__TASK INSTRUCTIONS__: Copy the records below line for line, with no change to any word, number, or symbol.

+++ RECORDS PROVIDED +++

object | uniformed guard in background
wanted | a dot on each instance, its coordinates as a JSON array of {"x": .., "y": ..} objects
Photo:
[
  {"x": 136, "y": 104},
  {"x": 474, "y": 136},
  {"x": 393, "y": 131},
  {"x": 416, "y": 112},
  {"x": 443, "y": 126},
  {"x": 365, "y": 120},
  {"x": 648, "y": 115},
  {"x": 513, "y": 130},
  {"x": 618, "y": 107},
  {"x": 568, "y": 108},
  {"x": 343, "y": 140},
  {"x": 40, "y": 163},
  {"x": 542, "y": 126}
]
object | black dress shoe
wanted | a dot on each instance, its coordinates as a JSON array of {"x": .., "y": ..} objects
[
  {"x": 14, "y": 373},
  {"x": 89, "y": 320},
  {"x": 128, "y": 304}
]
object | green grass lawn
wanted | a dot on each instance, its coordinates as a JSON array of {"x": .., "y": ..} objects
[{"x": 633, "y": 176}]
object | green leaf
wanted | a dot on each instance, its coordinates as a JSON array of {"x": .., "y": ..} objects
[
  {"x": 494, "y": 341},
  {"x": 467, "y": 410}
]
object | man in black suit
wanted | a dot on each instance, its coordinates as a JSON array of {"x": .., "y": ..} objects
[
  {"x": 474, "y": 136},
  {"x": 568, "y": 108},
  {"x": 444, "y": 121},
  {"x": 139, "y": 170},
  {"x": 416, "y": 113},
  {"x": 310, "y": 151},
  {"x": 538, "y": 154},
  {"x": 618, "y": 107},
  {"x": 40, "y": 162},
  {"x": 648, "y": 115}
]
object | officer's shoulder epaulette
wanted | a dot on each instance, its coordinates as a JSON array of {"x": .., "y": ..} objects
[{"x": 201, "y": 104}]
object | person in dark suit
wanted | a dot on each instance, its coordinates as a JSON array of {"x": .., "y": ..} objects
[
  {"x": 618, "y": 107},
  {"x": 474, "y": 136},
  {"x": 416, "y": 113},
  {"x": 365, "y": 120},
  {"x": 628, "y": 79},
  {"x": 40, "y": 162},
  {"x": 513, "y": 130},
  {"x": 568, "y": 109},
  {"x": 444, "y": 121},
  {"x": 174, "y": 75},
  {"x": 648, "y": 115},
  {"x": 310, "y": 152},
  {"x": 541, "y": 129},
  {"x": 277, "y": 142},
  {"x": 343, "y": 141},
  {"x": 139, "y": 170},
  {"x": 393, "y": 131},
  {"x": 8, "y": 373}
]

+++

__RESULT OF THE TASK__:
object | uniformed guard in background
wanted | a dot on each instance, its coordinates as a JSON array of {"x": .., "y": ..} objects
Photo:
[
  {"x": 136, "y": 104},
  {"x": 474, "y": 136},
  {"x": 393, "y": 131},
  {"x": 416, "y": 112},
  {"x": 443, "y": 126},
  {"x": 365, "y": 120},
  {"x": 648, "y": 115},
  {"x": 513, "y": 130},
  {"x": 618, "y": 107},
  {"x": 568, "y": 108},
  {"x": 343, "y": 140},
  {"x": 40, "y": 163},
  {"x": 542, "y": 126}
]
object | black dress shoe
wanted | a dot on each instance, its coordinates as a JSON array of {"x": .., "y": ..} objects
[
  {"x": 14, "y": 373},
  {"x": 89, "y": 320},
  {"x": 128, "y": 304}
]
object | green grass lawn
wanted | a dot on each instance, its coordinates as a JSON array of {"x": .., "y": ..} objects
[{"x": 633, "y": 176}]
object | green leaf
wanted | a dot on each instance, its coordinates as a JSON array of {"x": .., "y": ..} objects
[
  {"x": 494, "y": 341},
  {"x": 467, "y": 410}
]
object | man in black suit
wanted | a dot on each instance, its coordinates as a JSON array of {"x": .., "y": ..} objects
[
  {"x": 474, "y": 136},
  {"x": 568, "y": 108},
  {"x": 444, "y": 121},
  {"x": 139, "y": 170},
  {"x": 416, "y": 113},
  {"x": 310, "y": 151},
  {"x": 538, "y": 154},
  {"x": 618, "y": 107},
  {"x": 40, "y": 162},
  {"x": 648, "y": 115}
]
object | officer's shoulder epaulette
wanted | a dot on each instance, its coordinates as a JSON array of {"x": .., "y": ..} objects
[{"x": 201, "y": 104}]
object | person in dark suit
wanted | a dot on each instance, its coordinates as a JSON array of {"x": .., "y": ..} objects
[
  {"x": 618, "y": 107},
  {"x": 474, "y": 136},
  {"x": 416, "y": 113},
  {"x": 365, "y": 120},
  {"x": 628, "y": 79},
  {"x": 40, "y": 162},
  {"x": 513, "y": 130},
  {"x": 568, "y": 109},
  {"x": 444, "y": 121},
  {"x": 174, "y": 75},
  {"x": 648, "y": 115},
  {"x": 310, "y": 152},
  {"x": 541, "y": 129},
  {"x": 277, "y": 142},
  {"x": 343, "y": 141},
  {"x": 139, "y": 170},
  {"x": 393, "y": 131},
  {"x": 8, "y": 373}
]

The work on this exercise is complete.